** Given request **
Write out every one of the records below word for word, leaving the pictures out of your copy.

** Rows **
______

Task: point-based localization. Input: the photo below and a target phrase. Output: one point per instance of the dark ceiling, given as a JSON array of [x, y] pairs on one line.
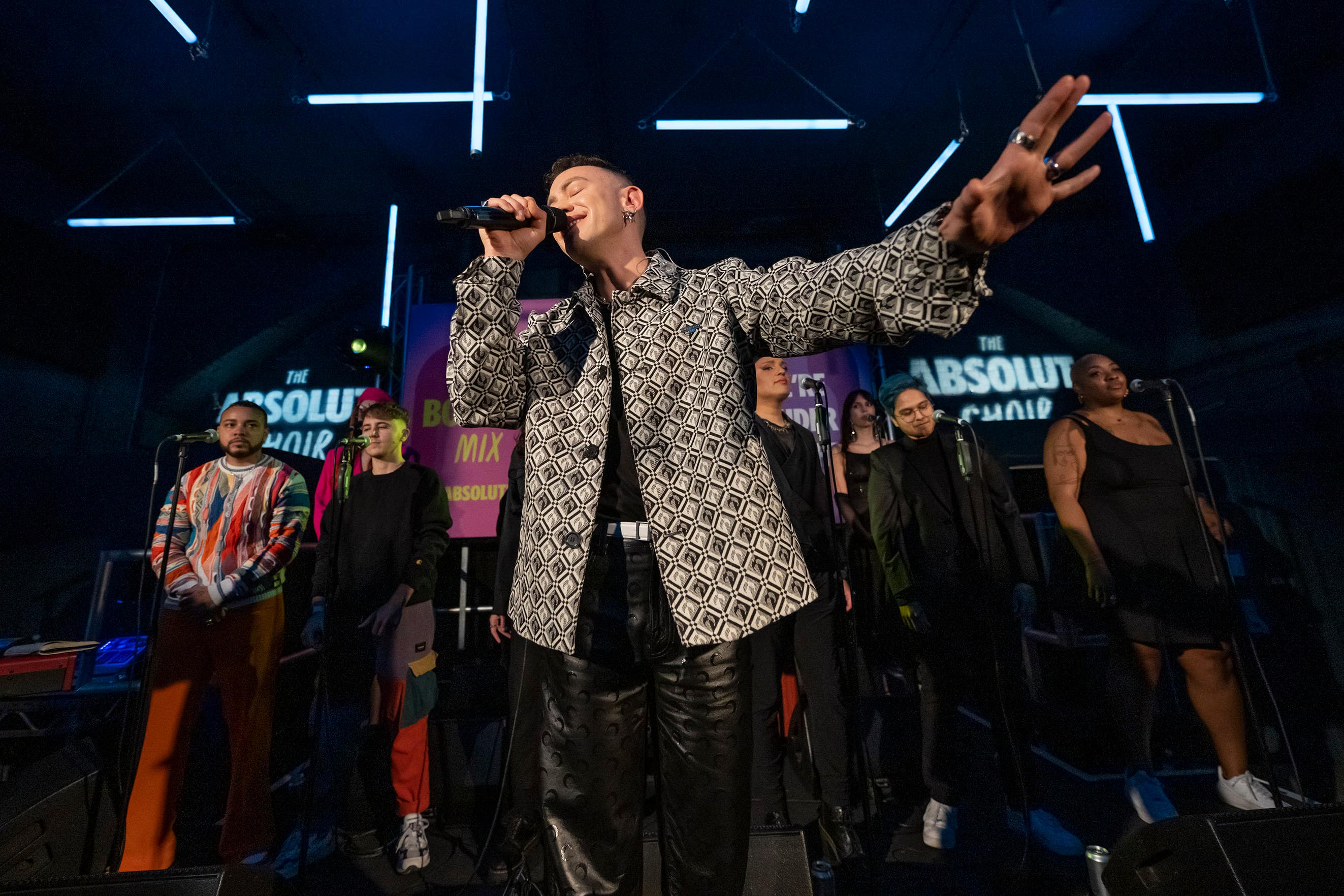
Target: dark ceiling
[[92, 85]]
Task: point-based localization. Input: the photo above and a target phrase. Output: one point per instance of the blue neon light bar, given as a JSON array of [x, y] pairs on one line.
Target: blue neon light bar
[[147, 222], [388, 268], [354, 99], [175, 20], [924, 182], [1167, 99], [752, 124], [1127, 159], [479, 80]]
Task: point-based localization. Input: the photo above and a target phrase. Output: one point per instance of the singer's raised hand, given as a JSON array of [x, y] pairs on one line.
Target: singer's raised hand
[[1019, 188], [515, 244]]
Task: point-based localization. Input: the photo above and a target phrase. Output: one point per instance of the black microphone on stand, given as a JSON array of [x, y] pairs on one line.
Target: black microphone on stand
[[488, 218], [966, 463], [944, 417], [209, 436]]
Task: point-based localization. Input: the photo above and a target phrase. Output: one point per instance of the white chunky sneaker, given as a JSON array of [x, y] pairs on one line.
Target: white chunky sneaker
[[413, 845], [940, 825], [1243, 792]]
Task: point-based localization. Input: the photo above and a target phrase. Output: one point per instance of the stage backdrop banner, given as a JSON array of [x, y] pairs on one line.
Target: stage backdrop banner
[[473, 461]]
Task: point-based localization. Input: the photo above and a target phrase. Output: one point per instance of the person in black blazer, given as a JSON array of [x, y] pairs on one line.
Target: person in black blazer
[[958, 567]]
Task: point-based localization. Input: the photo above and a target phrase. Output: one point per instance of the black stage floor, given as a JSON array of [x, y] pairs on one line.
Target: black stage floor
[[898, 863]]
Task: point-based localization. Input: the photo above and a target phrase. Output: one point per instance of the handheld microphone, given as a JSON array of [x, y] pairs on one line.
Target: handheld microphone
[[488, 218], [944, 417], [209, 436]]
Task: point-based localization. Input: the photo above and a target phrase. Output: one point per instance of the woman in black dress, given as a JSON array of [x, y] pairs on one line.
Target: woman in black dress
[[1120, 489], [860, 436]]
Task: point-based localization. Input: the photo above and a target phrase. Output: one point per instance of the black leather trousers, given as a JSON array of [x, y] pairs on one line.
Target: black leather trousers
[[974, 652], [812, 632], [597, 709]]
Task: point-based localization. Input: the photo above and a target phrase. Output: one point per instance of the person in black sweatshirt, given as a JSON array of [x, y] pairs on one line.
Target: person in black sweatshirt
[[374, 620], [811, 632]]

______

** Result for this exercise **
Task: point-based localization. Input: the photo below and a target phrase. Output: one point per instance of the dark ceiling, given as a JSON array of [x, y] pairs on one line.
Target: dark ceiling
[[92, 85]]
Task: point-based localization. Input: the photo above and a target phrase. Output: one point per instance of the blue neon light bar, given as a JSON array of [x, y] pairs on one line.
Target: blue neon light bar
[[147, 222], [388, 268], [354, 99], [175, 20], [924, 182], [1167, 99], [752, 124], [1127, 159], [479, 80]]
Task: point-based localization. Input: the photo above and a target phrase. Output: one point per instance of the singer's raised hand, given as a JSON array of [x, y] pairs on one line.
Target: singer's raised hand
[[1019, 188], [515, 244]]
Task: point-based localization. Input: the photo above and a target phrase. Output: one point per instance of the black microphone on stand, given as a JSON array of [x, y] pairs on one line.
Target: black microphone on stand
[[488, 218], [966, 463], [944, 417], [209, 436]]
Task: point-based localization. Input: the photo above and a target phrase. Output: one point per instance of the white chunky sneaker, given as a JSON array of [x, y] pairs on one line.
Target: white chunky sneaker
[[413, 845], [940, 825], [1243, 792]]
Task: point-based localization. Input: the photo above and a target phrase. Output: one point per instance of the stage backdrop banner, given as a JSON array of [x, y] pairs on one line.
Target: stage backdrop banner
[[473, 461]]
Task: point-based localization. Input: the photo above and a target phrase. Output: one point per instance of the person in black blazer, given as a JSON array of [x, y] pairs on one line.
Target: person in black blazer
[[958, 567]]
Task: point-based localization. Input: the photo above and a target phrase. Output: one point per instance of the black stage floor, given as a JSON array of [x, y] pairs on one line.
Target: black stage floor
[[898, 863]]
Task: point-based localization. Input: the photo above and a target phrase. Output: one point per instance of the handheld microphone, given as a JSON array of [x, y] pairs on one line.
Target: handheld microphone
[[488, 218], [944, 417], [209, 436]]
Task: point-based localization. Input: the photo above and a target phrase. Output: one point per instance of the woman in black dress, given as a JSON array of [x, y] pairs on one line.
Target: woman in black dress
[[1120, 489], [860, 436]]
Task: point-based localization. Input: the photo above and a target phrase. Output: one point per instance of the black leather trousers, given as a JSON array of [x, y] pairs on one line.
Target: black leather trousers
[[974, 652], [812, 632], [597, 709]]
Task: point-based localization. Input: the photo above and a target phrase. Output: one point per instance of the person in black sweatshirt, given as a JSON array of [x, y] pairs on one line.
Target: person in black sweatshirt
[[374, 620], [811, 632]]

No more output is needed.